It is 10:44 AM and I’m sitting at a Mister Donut near Yanaka Ginza. As usual I woke up very early, got my sento and was out the door.
The first stop was Shinjuku to learn the station layout. With my family arriving I want to know where I am going and the station is enormous. I was a bit intimidated yesterday as being Sunday, it was busier than usual and I got a bit lost. Being a weekday today it was surprisingly less crowded (by Shinjuku standards) and I have it figured out. I needed to know the best route to the hotel as well as how to get from West to East. I learned that the main corridors are just one big circle around the center with the passages from East <-> West are North and South. My family will be bringing luggage and with ten people I don’t want to make them walk farther than necessary. As I write this I now remember I forgot to find out where the “Romance Car” (train to Hakone) is located. Oh well, I can do that tomorrow.
My first stop today was a visit to visit a memorial to Yaoya Oshichi (八百屋お七) at Enjō-Ji. She was a girl of 16 who had to stay at the temple after the great fire in 1682 where she fell in love with a samurai. Hoping to see him again she attempted arson and was burnt at the stake. The magistrate knowing she was a minor attempted to help her avoid the death sentence by twice asking if she were 15 years old, the oldest age to avoid that gruesome sentence. Not understanding he was trying to help answered twice that she was 16.
Link: https://en.wikipedia.org/wiki/Yaoya_Oshichi
This is one of those historical gems I occasionally find when reading historical books. I found her in “Five Women Who Loved Love” by Ihara Saikaku. Even though I’ve read many historical books I cannot understand what life might have been like in 1682 Tokyo. However, I can understand the flame of passion when young as I was young once too. Times were very restrictive back then and committing that unfortunate act doesn’t seem too outlandish for a young person consumed by love. Standing silently in front of that memorial with ancient memorial stones I said hello and wondered if she could perhaps hear me in whatever plane of existence she now resides. I imagined she would be pleased that a foreigner from a land then unknown to her would come visit her memorial 400 years later. We are all souls spending a brief time in this reality and all experience the same emotions regardless of the timeframe in which we are born.
This makes me think of death and my belief that it is not the end. However, I’ve not come to a conclusion if after death we simply reside in the void in a state of “無” (no thoughts), if we can be reincarnated, if we pop back into existence to live the same life again, or perhaps in other times. I read with enthusiasm current science on the universe and it may be the universe expands, then contracts and is created anew. Would we just repeat the same events of the previous universe, would everything be different, and would we even be apart of it?
Nobody can say for certain but what I do know is we have very little idea of what this reality truly is and I think the closest we can come to an understanding is through quiet meditation and perhaps an enlightening which unfortunately, I’m a long way from achieving.

• **Problem to work on**: Reproduce the passage from the Tokyo travel journal entry above, from "This makes me" up to and including "way from achieving.".

• **Given information**:

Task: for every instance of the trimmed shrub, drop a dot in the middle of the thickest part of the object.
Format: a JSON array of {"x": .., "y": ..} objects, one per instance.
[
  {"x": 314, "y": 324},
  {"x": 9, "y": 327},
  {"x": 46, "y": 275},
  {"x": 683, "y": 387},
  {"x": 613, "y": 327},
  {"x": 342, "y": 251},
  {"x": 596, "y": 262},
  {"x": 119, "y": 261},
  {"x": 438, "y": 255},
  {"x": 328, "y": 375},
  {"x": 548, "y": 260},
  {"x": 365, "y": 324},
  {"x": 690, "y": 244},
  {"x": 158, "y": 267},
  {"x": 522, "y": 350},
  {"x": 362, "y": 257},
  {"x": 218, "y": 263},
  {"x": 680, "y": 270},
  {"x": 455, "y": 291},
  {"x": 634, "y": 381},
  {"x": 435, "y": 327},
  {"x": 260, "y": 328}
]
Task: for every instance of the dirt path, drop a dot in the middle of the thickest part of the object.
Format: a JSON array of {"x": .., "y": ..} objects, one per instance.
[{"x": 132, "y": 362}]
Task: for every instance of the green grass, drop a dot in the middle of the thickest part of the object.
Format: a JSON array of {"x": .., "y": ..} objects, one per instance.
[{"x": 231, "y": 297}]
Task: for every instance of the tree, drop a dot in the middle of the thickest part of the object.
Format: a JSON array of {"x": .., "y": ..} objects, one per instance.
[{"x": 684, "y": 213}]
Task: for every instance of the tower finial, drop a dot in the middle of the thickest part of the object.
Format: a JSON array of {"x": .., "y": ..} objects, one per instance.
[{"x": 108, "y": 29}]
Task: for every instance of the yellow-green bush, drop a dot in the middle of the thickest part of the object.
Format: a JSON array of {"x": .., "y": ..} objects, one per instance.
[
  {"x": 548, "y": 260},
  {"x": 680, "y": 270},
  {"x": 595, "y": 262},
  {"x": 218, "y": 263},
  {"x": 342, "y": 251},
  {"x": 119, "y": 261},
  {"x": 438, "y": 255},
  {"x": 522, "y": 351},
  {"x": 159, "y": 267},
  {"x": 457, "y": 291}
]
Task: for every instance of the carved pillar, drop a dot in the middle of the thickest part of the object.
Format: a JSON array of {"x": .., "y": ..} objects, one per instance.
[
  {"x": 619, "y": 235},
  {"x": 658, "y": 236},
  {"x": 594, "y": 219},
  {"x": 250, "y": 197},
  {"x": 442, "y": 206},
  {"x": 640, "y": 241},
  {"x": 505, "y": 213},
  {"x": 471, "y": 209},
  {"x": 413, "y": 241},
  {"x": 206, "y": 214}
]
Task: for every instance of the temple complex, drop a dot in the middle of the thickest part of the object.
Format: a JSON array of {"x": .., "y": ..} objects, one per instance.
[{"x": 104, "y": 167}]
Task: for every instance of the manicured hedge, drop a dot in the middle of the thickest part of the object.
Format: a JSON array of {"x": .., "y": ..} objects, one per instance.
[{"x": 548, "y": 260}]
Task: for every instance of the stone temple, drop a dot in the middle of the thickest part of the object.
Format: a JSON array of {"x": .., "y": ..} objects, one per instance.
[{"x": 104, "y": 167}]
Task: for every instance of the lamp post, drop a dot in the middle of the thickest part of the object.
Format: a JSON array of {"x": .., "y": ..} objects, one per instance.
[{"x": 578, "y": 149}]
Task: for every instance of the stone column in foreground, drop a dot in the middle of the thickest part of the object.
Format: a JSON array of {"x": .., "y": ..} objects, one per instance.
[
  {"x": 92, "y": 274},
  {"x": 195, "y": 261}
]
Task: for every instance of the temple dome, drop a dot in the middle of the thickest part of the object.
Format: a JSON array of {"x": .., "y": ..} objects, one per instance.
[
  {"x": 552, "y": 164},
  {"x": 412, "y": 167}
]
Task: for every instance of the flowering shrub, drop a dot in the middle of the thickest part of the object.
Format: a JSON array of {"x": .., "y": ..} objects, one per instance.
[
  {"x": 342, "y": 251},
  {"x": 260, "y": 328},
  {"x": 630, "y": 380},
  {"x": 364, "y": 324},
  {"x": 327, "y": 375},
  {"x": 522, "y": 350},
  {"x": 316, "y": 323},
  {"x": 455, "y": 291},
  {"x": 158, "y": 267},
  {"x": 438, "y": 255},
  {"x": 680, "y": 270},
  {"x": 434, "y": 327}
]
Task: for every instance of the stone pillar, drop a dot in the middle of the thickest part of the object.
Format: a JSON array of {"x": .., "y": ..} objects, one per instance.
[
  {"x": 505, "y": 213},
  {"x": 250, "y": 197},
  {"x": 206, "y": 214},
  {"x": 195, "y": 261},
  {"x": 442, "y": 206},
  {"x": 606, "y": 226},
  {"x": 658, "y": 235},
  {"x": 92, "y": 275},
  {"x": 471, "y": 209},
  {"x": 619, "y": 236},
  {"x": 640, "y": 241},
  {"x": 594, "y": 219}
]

• **Answer below**:
This makes me think of death and my belief that it is not the end. However, I’ve not come to a conclusion if after death we simply reside in the void in a state of “無” (no thoughts), if we can be reincarnated, if we pop back into existence to live the same life again, or perhaps in other times. I read with enthusiasm current science on the universe and it may be the universe expands, then contracts and is created anew. Would we just repeat the same events of the previous universe, would everything be different, and would we even be apart of it?
Nobody can say for certain but what I do know is we have very little idea of what this reality truly is and I think the closest we can come to an understanding is through quiet meditation and perhaps an enlightening which unfortunately, I’m a long way from achieving.